*** Task data ***
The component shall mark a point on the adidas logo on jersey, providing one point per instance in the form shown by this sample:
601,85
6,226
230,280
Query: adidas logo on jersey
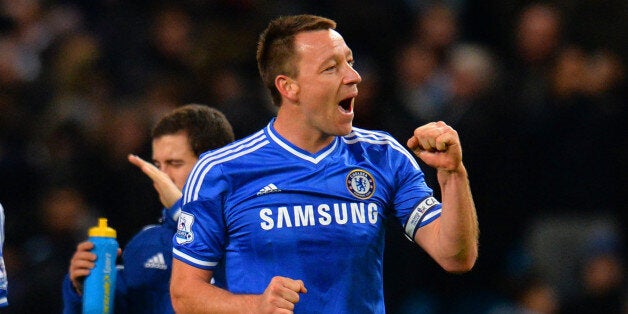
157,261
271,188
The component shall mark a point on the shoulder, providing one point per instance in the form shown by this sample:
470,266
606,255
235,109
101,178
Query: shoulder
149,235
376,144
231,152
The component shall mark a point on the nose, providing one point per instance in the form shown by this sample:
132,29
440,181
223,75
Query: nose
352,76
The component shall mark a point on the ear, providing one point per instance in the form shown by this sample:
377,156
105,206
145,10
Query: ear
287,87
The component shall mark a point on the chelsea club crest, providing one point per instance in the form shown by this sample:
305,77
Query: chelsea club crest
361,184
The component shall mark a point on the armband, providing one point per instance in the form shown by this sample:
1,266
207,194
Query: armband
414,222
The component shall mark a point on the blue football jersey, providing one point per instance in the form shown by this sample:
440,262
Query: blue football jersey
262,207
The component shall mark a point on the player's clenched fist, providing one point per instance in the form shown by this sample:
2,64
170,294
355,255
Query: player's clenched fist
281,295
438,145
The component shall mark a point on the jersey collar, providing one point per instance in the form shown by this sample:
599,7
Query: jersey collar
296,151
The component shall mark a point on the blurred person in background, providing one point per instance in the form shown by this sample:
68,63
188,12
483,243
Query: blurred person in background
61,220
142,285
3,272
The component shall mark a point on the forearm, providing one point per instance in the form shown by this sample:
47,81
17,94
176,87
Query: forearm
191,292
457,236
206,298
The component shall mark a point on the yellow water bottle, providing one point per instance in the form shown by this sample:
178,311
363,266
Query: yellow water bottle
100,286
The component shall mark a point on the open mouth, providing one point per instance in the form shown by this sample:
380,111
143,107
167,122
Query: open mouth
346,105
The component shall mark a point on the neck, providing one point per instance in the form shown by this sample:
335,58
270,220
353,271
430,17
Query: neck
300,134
*** End of Task data ***
Aim of the exercise:
Pictures stay out of the copy, while everything else in the records above goes in exactly as written.

Answer box:
The component shall mark a point on the adidas logo on jersey, providing one point per instance in the form shown by this sample:
601,85
6,226
230,280
Query: adidas logo on jersey
157,261
271,188
The component shall mark a point on the shoulder, providing one point per instance in the form shown by this sample:
470,266
606,255
235,109
101,178
Query: shoulder
149,235
376,144
231,152
The component shall mark a point on the nose, providing one point per instance in the form shown by this sample:
132,29
440,181
223,75
Query: nose
352,76
The component shall mark a point on the ear, providing one point per instance in the form shown by this sample:
377,156
105,206
145,10
Query: ear
287,87
The component shall mark a point on the chelsea club crest, providing one point per instance in the form shown by this sample:
305,77
Query: chelsea club crest
361,184
The component shall mark a point on the armband, providing one point per instance in the form shown by this sample:
1,266
207,194
Query: armband
414,222
The component shall mark a point on the blue football jersey, providing one point per instance in the form shown by this sample:
440,262
Query: blue football jersey
262,207
The component shall mark a point on the player's clenched fist, providing one point per instance in the form shown by this sample:
2,64
170,294
355,255
Query: player's clenched fist
281,295
438,145
The component shall mark a point on the jersey collar, providing one point per instance in the form shown by this sample:
599,7
Query: jersey collar
296,151
The component shall mark a point on the blurred person in background, providing one point per instance in the form shown by this sample:
68,63
188,12
483,243
Query: blurred person in background
61,220
142,285
3,272
The component shall mark a point on the forearm, providing one point per instance in the form shown by this sample:
47,81
17,94
176,87
Query: forearm
191,292
457,236
206,298
The component shall mark a point on the yellow water bottle, providing one point per instance in the form shown by this sample:
178,311
363,266
Query: yellow water bottle
100,286
The component shall mark a point on the open mouth, providing one point per instance in the form shown by this sample:
380,111
143,107
167,122
Query: open mouth
346,105
The component shall mark a point on the neck, providing one point per instance in the form shown by this sample:
335,58
270,220
353,271
430,17
Query: neck
300,134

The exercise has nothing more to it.